● Entries provided:
****

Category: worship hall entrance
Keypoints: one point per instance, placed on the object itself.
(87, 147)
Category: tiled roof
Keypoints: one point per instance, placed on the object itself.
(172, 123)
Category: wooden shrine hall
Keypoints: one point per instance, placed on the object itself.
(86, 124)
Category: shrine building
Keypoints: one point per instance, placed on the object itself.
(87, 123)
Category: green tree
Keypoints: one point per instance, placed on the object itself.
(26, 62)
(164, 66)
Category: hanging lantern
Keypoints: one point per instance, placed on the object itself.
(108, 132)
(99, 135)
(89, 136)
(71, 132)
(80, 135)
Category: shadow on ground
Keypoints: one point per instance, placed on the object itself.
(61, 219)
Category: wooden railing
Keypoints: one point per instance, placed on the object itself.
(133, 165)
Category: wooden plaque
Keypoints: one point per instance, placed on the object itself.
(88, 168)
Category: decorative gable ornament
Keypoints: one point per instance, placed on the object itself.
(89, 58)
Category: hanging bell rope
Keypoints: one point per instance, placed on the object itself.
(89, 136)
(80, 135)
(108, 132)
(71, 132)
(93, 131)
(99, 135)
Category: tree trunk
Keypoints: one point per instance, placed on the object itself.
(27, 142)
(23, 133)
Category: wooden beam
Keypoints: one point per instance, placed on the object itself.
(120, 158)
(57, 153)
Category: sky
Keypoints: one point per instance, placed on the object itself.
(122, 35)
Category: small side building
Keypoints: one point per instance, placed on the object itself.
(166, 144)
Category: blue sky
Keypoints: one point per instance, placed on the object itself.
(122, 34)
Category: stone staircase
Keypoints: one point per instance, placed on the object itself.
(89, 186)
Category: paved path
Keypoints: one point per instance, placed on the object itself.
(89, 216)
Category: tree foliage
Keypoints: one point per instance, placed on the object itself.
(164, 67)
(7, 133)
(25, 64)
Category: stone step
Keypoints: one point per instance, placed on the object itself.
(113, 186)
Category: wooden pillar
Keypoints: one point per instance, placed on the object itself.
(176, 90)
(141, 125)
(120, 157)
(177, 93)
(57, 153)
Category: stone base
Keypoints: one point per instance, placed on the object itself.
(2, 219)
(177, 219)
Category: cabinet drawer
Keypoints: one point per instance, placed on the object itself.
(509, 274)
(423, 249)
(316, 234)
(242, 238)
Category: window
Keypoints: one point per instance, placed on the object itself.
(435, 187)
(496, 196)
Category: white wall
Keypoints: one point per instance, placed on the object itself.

****

● Exercise goal:
Copy out every one of the records above word for word, keeping each line as it stands.

● Exercise output:
Category: worship hall entrance
Keypoints: one point per instance, placed on the object itself.
(87, 147)
Category: tiled roof
Keypoints: one point per instance, placed on the object itself.
(172, 123)
Category: wooden shrine hall
Keypoints: one point per instance, placed on the object itself.
(86, 124)
Category: shrine building
Keypoints: one point per instance, placed on the object itself.
(87, 123)
Category: green tree
Keypoints: one point per instance, placed on the object itself.
(26, 62)
(164, 66)
Category: hanging lantern
Keypoints: one point per instance, placed on the object itself.
(108, 132)
(99, 135)
(89, 136)
(71, 132)
(80, 135)
Category: shadow on ground
Keypoints: one point per instance, placed on the object itself.
(61, 219)
Category: wooden railing
Keypoints: one point per instance, placed on the object itself.
(133, 165)
Category: wooden plaque
Keypoints: one point per instance, placed on the object itself.
(88, 168)
Category: decorative gable ornament
Keypoints: one point per instance, placed on the object itself.
(89, 58)
Category: hanging bell rope
Keypoints: one point per instance, placed on the object itself.
(89, 136)
(80, 135)
(108, 132)
(71, 132)
(93, 131)
(99, 135)
Category: tree trunk
Keypoints: one point per instance, placed on the object itself.
(27, 142)
(23, 133)
Category: wooden beam
Keypoints: one point per instance, placed on the object itself.
(120, 158)
(57, 153)
Category: sky
Keypoints: one point per instance, placed on the object itself.
(122, 35)
Category: small side building
Keypoints: one point per instance, placed on the object itself.
(166, 144)
Category: blue sky
Keypoints: one point per instance, placed on the object itself.
(122, 34)
Category: stone staircase
Keypoints: one point per instance, placed on the object itself.
(89, 186)
Category: paved path
Keypoints: one point per instance, placed on the object itself.
(89, 216)
Category: tree foliage
Keypoints: one point per instance, placed on the object itself.
(164, 67)
(7, 133)
(25, 64)
Category: stone step
Keypoints: one point per instance, placed on the object itself.
(113, 186)
Category: wooden pillar
Keypoints: one point per instance, placed on the object itself.
(176, 90)
(141, 125)
(120, 157)
(177, 93)
(57, 153)
Category: stone base
Keypoints: one point per instance, placed on the object itself.
(2, 219)
(177, 219)
Category: cabinet drawer
Keypoints: one point per instance, placed on the object itself.
(509, 274)
(423, 249)
(316, 234)
(242, 238)
Category: window
Keypoints: one point per instance, placed on the object itself.
(435, 187)
(496, 196)
Category: white wall
Keypoints: one point per instance, placed on the object itself.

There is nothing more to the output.